Problem requirements — Reproduce the material word for word, from its very first line down through the line that contains "top-left (0, 5), bottom-right (400, 168)", both ends included.
═════ Dataset excerpts ═════
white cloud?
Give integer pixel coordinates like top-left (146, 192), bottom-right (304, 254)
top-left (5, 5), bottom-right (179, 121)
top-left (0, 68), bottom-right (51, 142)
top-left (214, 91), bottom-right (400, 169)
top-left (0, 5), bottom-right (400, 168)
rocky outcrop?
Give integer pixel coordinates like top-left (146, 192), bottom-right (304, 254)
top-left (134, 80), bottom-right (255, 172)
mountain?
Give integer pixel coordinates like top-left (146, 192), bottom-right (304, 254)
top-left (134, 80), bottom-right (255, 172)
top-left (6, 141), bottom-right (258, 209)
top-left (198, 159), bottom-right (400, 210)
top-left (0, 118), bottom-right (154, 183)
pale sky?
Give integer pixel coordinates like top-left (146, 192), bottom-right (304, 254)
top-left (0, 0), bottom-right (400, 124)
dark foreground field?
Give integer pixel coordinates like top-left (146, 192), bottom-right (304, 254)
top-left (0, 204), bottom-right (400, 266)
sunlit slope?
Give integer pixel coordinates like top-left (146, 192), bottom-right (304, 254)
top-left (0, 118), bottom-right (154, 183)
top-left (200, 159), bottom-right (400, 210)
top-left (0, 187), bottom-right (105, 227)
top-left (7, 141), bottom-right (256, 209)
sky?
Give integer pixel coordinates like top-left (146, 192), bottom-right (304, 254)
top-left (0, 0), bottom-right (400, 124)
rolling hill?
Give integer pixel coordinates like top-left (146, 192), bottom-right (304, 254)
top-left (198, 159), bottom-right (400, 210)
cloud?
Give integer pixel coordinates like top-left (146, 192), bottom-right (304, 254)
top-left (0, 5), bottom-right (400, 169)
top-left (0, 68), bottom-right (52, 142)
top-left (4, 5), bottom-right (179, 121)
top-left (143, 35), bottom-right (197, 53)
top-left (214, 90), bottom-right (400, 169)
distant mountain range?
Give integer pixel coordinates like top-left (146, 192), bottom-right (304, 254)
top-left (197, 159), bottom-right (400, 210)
═════
Expected output —
white cloud?
Give integer pixel coordinates like top-left (146, 192), bottom-right (304, 254)
top-left (5, 5), bottom-right (179, 121)
top-left (0, 68), bottom-right (51, 142)
top-left (214, 91), bottom-right (400, 169)
top-left (0, 5), bottom-right (400, 168)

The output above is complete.